◆ CONSIGNAS DEL EJERCICIO:
- a) En el texto sobre las historias de la autora, ¿a qué mito se dice que recuerda «La rueda»?
- b) Continúa el texto sobre las historias de la autora a partir de su última oración.

◆ FRAGMENTO SELECCIONADO:
Aun con la carga fantástica de sus historias, la forma en la que están contadas –los escenarios reales o la cotidianidad plantada en las acciones– da una fuerte sensación de falsa melancolía –pues, cómo extrañar sucesos horripilantes–, como si los hechos realmente le hubieran ocurrido a la autora, o peor: como si leyéramos algo que nos pasó y no recordábamos.

 

“… no hay escapatoria posible al huir de nosotros mismos; el caos de adentro se proyecta siempre hacía afuera; la evasión es un camino hacia ninguna parte.”

Pág. 14

 

Se trata, sin duda, de una autora con muchísimas lecturas a cuestas. “La rueda”, por ejemplo, –del cual no quiero dar una sinopsis por lo corto que es– recuerda al mito de Sísifo.

◆ DATOS REGISTRADOS:

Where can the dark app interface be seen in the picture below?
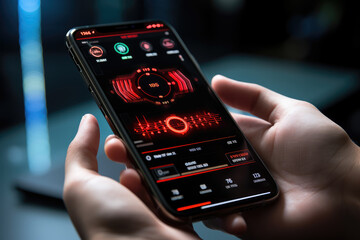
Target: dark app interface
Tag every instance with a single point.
(192, 149)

◆ RESPUESTAS:
- a) Al mito de Sísifo.

- b)
Evodio Escalante y Amparo Dávila fotografía de Pascual Borzelli Iglesias
Evodio Escalante y Amparo Dávila fotografía de Pascual Borzelli Iglesias

 

Hablar de Amparo Dávila desde Amparo Dávila

Un acierto de la edición de Nitro Press fue colocar los textos de los comentaristas al final del libro –y no antes y a manera de prólogo, como se acostumbra. Personalmente creo que si se va a leer algo respecto a la obra de un autor, primero hay que leer al autor; y las obras con textos introductorios parecen invitar a hacerlo al revés (a menos, por supuesto, que se traten de comentarios que ayuden a entender el texto).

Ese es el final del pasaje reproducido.